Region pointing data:
----

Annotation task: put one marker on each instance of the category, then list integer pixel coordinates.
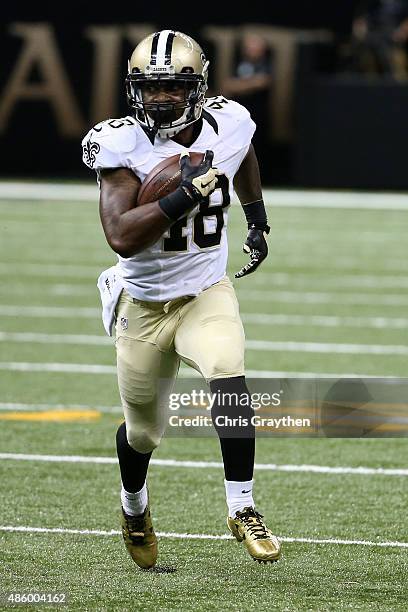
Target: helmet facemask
(166, 118)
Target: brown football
(164, 178)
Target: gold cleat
(140, 539)
(249, 527)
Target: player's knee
(223, 365)
(142, 441)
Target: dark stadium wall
(58, 77)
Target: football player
(169, 296)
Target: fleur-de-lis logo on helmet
(90, 149)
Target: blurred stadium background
(330, 300)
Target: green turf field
(331, 299)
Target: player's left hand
(257, 249)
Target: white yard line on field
(368, 281)
(254, 345)
(274, 197)
(86, 368)
(38, 407)
(273, 467)
(320, 297)
(257, 318)
(197, 536)
(9, 310)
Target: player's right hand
(200, 181)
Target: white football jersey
(192, 255)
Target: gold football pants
(205, 332)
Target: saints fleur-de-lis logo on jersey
(91, 149)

----

## REQUIRED WORK:
Could you output the lines above, exactly as written, from the one containing "Target: white football jersey" through the last, with both ends included and no others?

## YOUR RESPONSE:
Target: white football jersey
(192, 255)
Target: gold football pants
(205, 332)
Target: saints fleur-de-lis logo on jersey
(91, 149)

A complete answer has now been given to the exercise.